Your goal: Rewrite the lines below with "Objective" replaced by "Goal" wherever it occurs, leaving everything else as it is. Leave the pictures out of your output.

(Point labeling lines)
*-*-*

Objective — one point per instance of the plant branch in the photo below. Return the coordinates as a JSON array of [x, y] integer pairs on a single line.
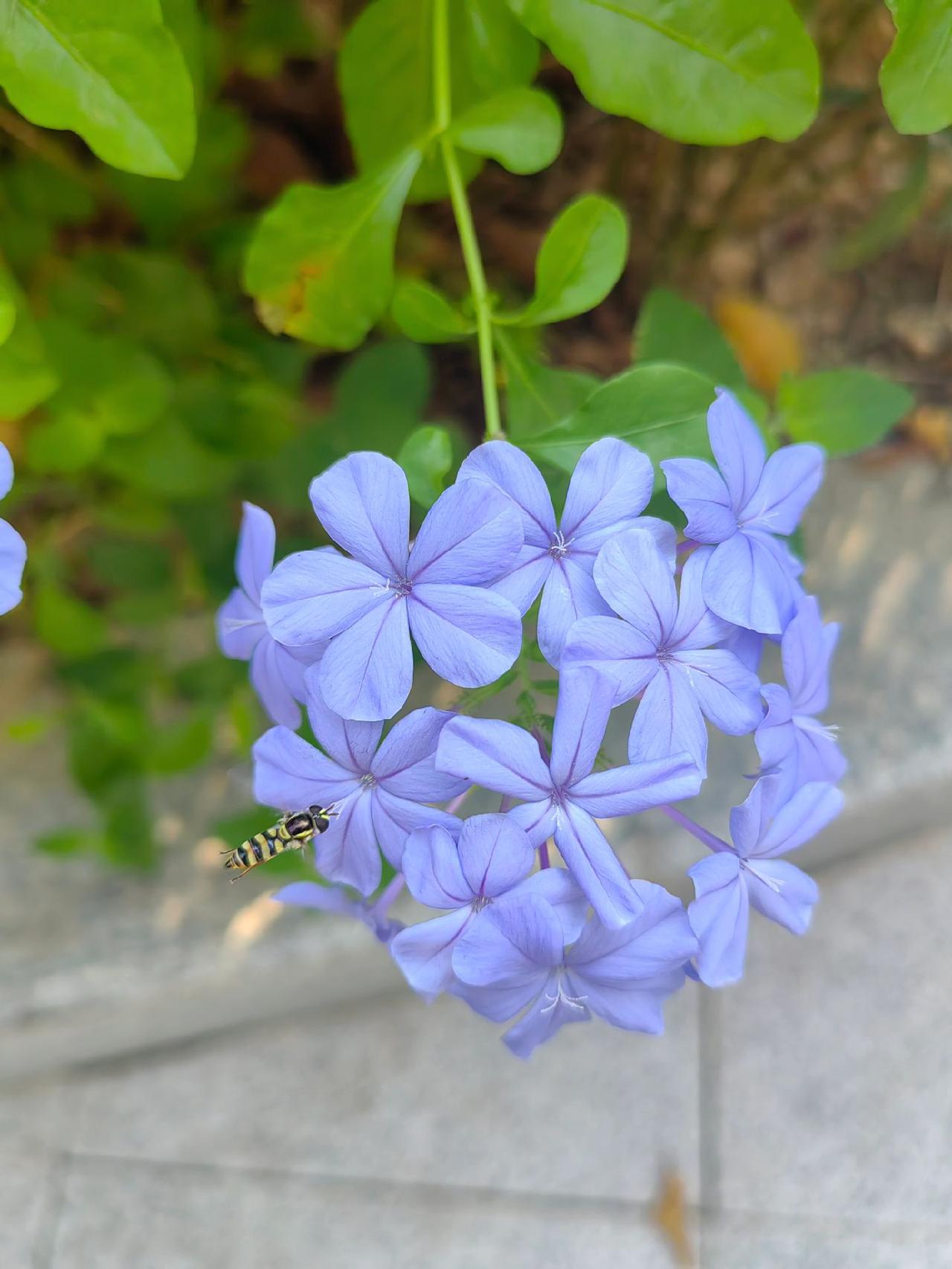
[[442, 100]]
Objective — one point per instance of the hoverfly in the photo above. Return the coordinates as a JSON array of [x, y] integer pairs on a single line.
[[291, 832]]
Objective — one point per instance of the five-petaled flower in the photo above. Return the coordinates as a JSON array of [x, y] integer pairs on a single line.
[[492, 858], [512, 942], [13, 548], [515, 960], [608, 490], [562, 797], [368, 603], [791, 742], [750, 576], [749, 872], [663, 647], [277, 673], [380, 794]]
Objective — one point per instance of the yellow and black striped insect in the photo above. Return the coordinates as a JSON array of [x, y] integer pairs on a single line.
[[291, 832]]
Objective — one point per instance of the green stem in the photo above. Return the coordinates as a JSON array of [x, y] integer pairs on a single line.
[[442, 102]]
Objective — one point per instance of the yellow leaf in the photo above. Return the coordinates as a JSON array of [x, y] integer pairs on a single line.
[[930, 427], [670, 1216], [765, 341]]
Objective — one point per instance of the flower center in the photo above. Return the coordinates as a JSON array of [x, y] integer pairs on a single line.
[[559, 547], [400, 587], [562, 997]]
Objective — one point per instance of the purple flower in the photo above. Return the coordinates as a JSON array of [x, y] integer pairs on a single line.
[[749, 872], [370, 603], [662, 647], [515, 960], [333, 899], [277, 673], [562, 796], [791, 742], [492, 858], [610, 487], [752, 575], [379, 792], [13, 548]]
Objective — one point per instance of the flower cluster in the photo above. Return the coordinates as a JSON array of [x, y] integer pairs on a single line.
[[535, 916], [13, 548]]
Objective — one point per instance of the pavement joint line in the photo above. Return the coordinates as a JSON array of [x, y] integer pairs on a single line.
[[380, 1186], [832, 1226], [52, 1208], [927, 811], [710, 1089]]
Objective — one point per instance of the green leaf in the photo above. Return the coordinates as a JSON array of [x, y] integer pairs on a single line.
[[474, 697], [269, 33], [843, 410], [66, 623], [660, 409], [672, 329], [320, 263], [917, 74], [129, 824], [387, 56], [521, 129], [537, 396], [179, 746], [427, 456], [424, 314], [41, 192], [116, 385], [580, 259], [713, 73], [167, 461], [113, 73], [891, 219], [208, 190], [149, 296], [380, 397], [70, 841], [8, 305], [27, 379], [65, 444]]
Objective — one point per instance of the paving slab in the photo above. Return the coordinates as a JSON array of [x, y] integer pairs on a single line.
[[771, 1243], [117, 1216], [405, 1092], [835, 1098], [36, 1126]]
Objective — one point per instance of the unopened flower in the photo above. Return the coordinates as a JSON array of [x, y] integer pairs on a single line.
[[608, 490], [492, 858], [738, 509], [750, 872], [277, 673], [515, 960], [368, 604], [791, 742], [380, 794], [13, 548], [662, 647], [562, 796]]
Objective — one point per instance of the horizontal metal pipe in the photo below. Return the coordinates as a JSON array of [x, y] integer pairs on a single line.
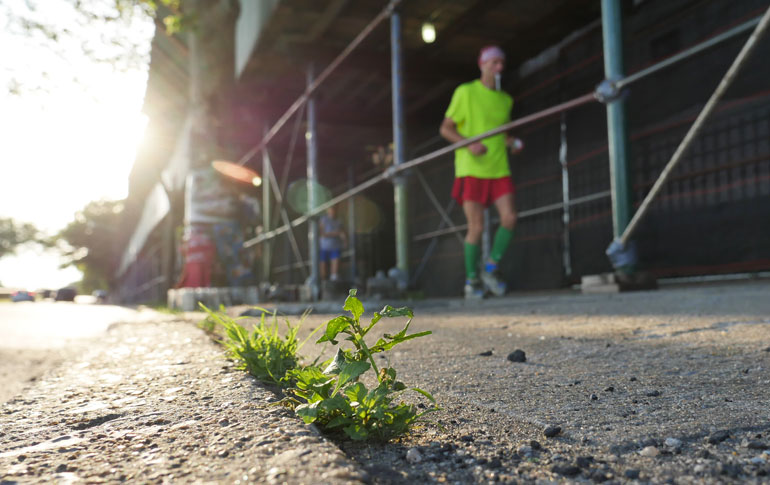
[[318, 81], [567, 105], [696, 49], [521, 215]]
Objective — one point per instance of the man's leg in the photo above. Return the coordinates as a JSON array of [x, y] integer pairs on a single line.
[[507, 210], [474, 215]]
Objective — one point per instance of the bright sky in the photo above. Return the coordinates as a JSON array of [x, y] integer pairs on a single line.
[[70, 134]]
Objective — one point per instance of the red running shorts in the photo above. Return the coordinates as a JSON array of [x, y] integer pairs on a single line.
[[483, 191]]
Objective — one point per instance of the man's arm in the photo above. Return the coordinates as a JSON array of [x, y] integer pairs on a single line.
[[448, 130]]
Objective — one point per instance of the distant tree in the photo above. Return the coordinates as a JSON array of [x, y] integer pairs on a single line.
[[92, 243], [14, 234], [67, 31]]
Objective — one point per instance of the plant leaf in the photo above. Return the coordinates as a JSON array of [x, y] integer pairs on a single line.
[[389, 311], [356, 431], [333, 327], [336, 364], [382, 345], [350, 371], [308, 412], [425, 393]]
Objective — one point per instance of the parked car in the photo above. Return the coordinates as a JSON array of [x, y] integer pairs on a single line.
[[22, 295], [65, 294]]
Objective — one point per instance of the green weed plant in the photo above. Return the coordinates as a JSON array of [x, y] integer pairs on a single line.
[[263, 352], [336, 400]]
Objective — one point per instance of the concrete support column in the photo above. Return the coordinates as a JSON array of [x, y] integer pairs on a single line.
[[312, 184], [399, 148], [617, 136]]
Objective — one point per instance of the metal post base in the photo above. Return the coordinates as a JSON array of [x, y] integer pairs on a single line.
[[622, 256], [618, 282]]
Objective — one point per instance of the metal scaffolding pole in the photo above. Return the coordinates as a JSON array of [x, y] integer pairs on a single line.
[[352, 229], [311, 88], [620, 241], [617, 137], [266, 212], [394, 170], [565, 216], [312, 185], [399, 147]]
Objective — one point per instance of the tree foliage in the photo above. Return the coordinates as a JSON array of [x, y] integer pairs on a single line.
[[13, 234], [92, 243], [66, 32]]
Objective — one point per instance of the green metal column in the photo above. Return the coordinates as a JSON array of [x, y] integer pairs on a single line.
[[267, 223], [617, 136], [399, 148]]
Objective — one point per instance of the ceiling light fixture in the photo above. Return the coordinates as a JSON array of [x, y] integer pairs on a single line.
[[428, 33]]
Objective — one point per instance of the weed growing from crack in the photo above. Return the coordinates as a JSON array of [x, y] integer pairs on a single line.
[[263, 352], [334, 398]]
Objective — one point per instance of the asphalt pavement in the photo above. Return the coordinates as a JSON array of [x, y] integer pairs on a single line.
[[661, 386]]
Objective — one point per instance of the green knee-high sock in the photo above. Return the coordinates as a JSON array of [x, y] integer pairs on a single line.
[[503, 238], [472, 252]]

*-*-*

Written answer:
Goal — one point per instance of the plant branch in the photo below. Return the coordinates as a JSON array of [x, y] integer pairs on a single line.
[[442, 100]]
Goal — one point per instance of the hoverfly in the photo above. Return the coordinates as a JSON array of [x, y] integer pairs on a single line.
[[291, 832]]
Goal — one point per instance of the five-petaled flower in the photo above. Return the coordinates as a JSON array of [x, y] integer pairs on a single line.
[[492, 858], [512, 942], [13, 548], [515, 960], [608, 490], [562, 797], [368, 603], [791, 742], [750, 576], [749, 872], [663, 647], [277, 673], [380, 794]]
Goal — one point per instance of the yellow and black striped insect in the photo above. Return the coordinates as a JSON array of [x, y] integer pairs on a single line.
[[291, 832]]
Goal — one point per instance of the green stem in the photo above. Return the coordinates as a JSON array of [x, y] integer pairs on a single line.
[[442, 102]]
Goal — one point per instance of the yellow leaf in the photo above. Return the coordinates as a JSON array of [x, y] integer pairs on a single line.
[[930, 427], [670, 1216], [765, 341]]
Goal — one point per instance of the flower center in the photo above. Return the coordinates as a JSON array of [x, y] integer pairs on a single line.
[[559, 547], [400, 587], [562, 997]]
Goal — one point per instance of the purple flower in the photo above. Return the coordinates as a JSON array of [x, y] integer pairs on a single line.
[[749, 872], [370, 603], [662, 647], [515, 960], [333, 899], [277, 673], [562, 796], [791, 742], [492, 858], [610, 487], [752, 575], [379, 792], [13, 548]]
Goal — one point per instance of the flower cluster in the photo above. Return the coordinates as a JSON array of [x, y] integer pairs on a single line.
[[535, 916], [13, 548]]
Goal — one point per instance of the pavement joint line in the photo above. Return the coordinates as a JSON array of [x, y] integer pairs on a single line.
[[380, 1186], [832, 1226], [52, 1208], [927, 811], [710, 1089]]
Goal — one point per instance of the green leaf in the photo above. Return the coordinates as a JSON array of [x, y] integer pairs on a single line.
[[474, 697], [269, 33], [843, 410], [66, 623], [660, 409], [672, 329], [320, 263], [917, 74], [129, 824], [387, 56], [521, 129], [537, 396], [179, 746], [427, 456], [424, 314], [41, 192], [116, 385], [580, 259], [713, 73], [167, 461], [113, 73], [891, 219], [208, 190], [149, 296], [380, 397], [70, 841], [8, 305], [27, 379], [65, 444]]
Goal — one point per instance of the paving slab in the photo above. Return the coordinates as a JSON array of [x, y] integer pairs on a single line.
[[771, 1243], [117, 1216], [405, 1092], [835, 1098], [36, 1126]]
Goal — one point per instance of the unopened flower in the photo above. Return the coordinates as a JSON array of [x, y] integer pairs on a single line.
[[608, 490], [492, 858], [738, 509], [750, 872], [277, 673], [515, 960], [368, 604], [791, 742], [380, 794], [13, 548], [662, 647], [562, 796]]
Goal — one point per instance of the horizontal metal pipe in the photo below. Return the coordinates as a JSON array of [x, y] integer pairs on a single line.
[[318, 81], [567, 105], [696, 49], [521, 215]]
Goal — one point per instance of the man's leg in the photo above. Return the coordinates as a JSON array of [x, y] integer pairs on a single line.
[[507, 210], [474, 215]]
Goal — one point per instance of the bright sky in the photo above. Return the coordinates as a JSON array of [x, y] integer pairs on a single line.
[[70, 134]]
Goal — one point per instance of the red running shorts in the photo above. Return the coordinates as a JSON array of [x, y] integer pairs on a single line.
[[483, 191]]
Goal — one point per instance of the man's arm in the photo above. Return the coordinates as a JSON array of [x, y] integer pairs on a single line.
[[448, 130]]
Goal — one point per instance of the distant tree in the photo above. Return the coordinates as a JSON array of [x, y] integer pairs on a single line.
[[92, 243], [14, 234], [67, 31]]
Goal — one point per instance of the plant leaf in the photo above. Return the coordinates as a JSON array of [x, y] integer pairs on a single line.
[[389, 311], [356, 431], [333, 327], [336, 364], [382, 345], [350, 371], [308, 412], [425, 393]]
Goal — one point per instance of the parked car in the photo above. Return the coordinates as a JSON array of [x, y] integer pairs on a single line.
[[22, 295], [65, 294]]
Goal — one point per instance of the green weed plant in the photo above. Return the coordinates as a JSON array of [x, y] integer pairs on a single line.
[[263, 352], [336, 400]]
Goal — one point per instance of the concrete support column in the photo above. Return the coordinates as a JSON array of [x, y] integer pairs on a single line.
[[312, 184], [399, 148], [617, 136]]
Goal — one point per instance of the metal post base in the photo above. Return the coordinates as a JSON array of [x, y] integer pairs on a single line.
[[622, 256], [618, 282]]
Goal — one point per instance of the metal scaffolding pole in the photo above. Return the coordinates as a JSON array of [x, y] integer pairs on a single line.
[[352, 229], [311, 88], [620, 241], [617, 137], [266, 212], [394, 170], [565, 216], [312, 185], [399, 147]]
Goal — one point per instance of the tree foliage in the photo above. Return the coordinates as a JSON array of [x, y] integer pairs on a single line.
[[13, 234], [92, 243], [66, 32]]
Goal — one point per instance of the green metal column in the photo above. Return the coordinates as a JSON array of [x, y] integer pairs on a single line.
[[267, 223], [617, 136], [399, 148]]
Goal — one point per instance of the ceiling light fixture in the photo above. Return the coordinates as a JSON array of [x, y] integer pairs on a single line.
[[428, 33]]
Goal — one point per instance of the weed growing from crack in the photo above. Return the coordinates as a JSON array of [x, y] integer pairs on a single line.
[[263, 352], [334, 398]]
Goal — one point per instance of the asphalt pavement in the photo above. Return the coordinates as a JSON array of [x, y] integer pairs on a single line.
[[661, 386]]
Goal — one point per instance of the green knee-high sock in the photo above. Return the coordinates as a JSON array of [x, y] integer pairs on a single line.
[[503, 238], [472, 252]]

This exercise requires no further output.